■ **The input**:

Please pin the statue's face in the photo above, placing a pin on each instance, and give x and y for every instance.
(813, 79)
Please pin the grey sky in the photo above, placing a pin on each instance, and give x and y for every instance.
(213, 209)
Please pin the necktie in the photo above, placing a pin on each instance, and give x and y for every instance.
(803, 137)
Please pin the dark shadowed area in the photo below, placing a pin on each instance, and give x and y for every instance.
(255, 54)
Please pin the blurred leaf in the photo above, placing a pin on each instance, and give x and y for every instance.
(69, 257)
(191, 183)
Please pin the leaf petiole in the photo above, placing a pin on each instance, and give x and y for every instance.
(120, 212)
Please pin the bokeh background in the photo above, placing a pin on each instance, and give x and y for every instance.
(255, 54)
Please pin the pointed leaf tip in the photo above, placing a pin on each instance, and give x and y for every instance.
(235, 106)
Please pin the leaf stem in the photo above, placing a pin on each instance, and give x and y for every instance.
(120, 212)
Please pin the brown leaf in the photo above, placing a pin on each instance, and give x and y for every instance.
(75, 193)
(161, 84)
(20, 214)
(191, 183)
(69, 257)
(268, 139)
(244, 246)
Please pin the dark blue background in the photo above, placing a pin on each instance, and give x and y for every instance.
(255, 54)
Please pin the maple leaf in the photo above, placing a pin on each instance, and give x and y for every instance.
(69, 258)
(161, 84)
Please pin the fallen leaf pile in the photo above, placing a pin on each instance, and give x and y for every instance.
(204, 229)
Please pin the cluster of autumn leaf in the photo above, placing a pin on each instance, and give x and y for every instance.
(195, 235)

■ **Your goal**: Please give back all of the data exactly as it appears.

■ **Answer section**:
Please pin the statue's face in the photo above, placing a pin on each instance, and give x and y for every instance.
(813, 79)
Please pin the grey sky in the photo above, placing a pin on each instance, and give x and y for every instance.
(213, 209)
Please pin the necktie in the photo above, placing a pin on each instance, and give x and y for every instance.
(803, 137)
Please pin the dark shadowed area in the photo below, placing a pin on each instance, and give x and y for every instance.
(255, 54)
Please pin the blurred leaf in the photo above, placing a pin on each instance, and give x and y for every instance.
(69, 257)
(191, 183)
Please pin the leaf petiole in the photo above, placing a pin on each instance, and give x and y for every instance.
(120, 212)
Please pin the bokeh background in the photo above, placing a pin on each instance, and give x and y for every instance.
(255, 54)
Please pin the pointed leaf tip in the photo above, placing a pin on each instance, and give x and y for every instance.
(235, 106)
Please pin the leaf stem in the photo above, placing a pin on each instance, and give x and y for every instance.
(120, 212)
Please pin the brown leaf in the photo above, placing a pin on each instance, and give x and y for every instance.
(75, 193)
(161, 84)
(20, 214)
(191, 183)
(69, 257)
(268, 139)
(244, 246)
Please pin the dark blue background in the photo above, placing a pin on each instance, and give x and y for every instance.
(255, 54)
Please pin the maple leaf in the photo above, placing a pin on each instance, and give x and y for every instance.
(69, 258)
(161, 84)
Please pin the fallen leaf pile in the photo above, placing a pin on each instance, and give x and y for every instance.
(204, 229)
Please pin the cluster of autumn leaf in the photo above, placing a pin on each instance, and give x and y for every instance.
(195, 235)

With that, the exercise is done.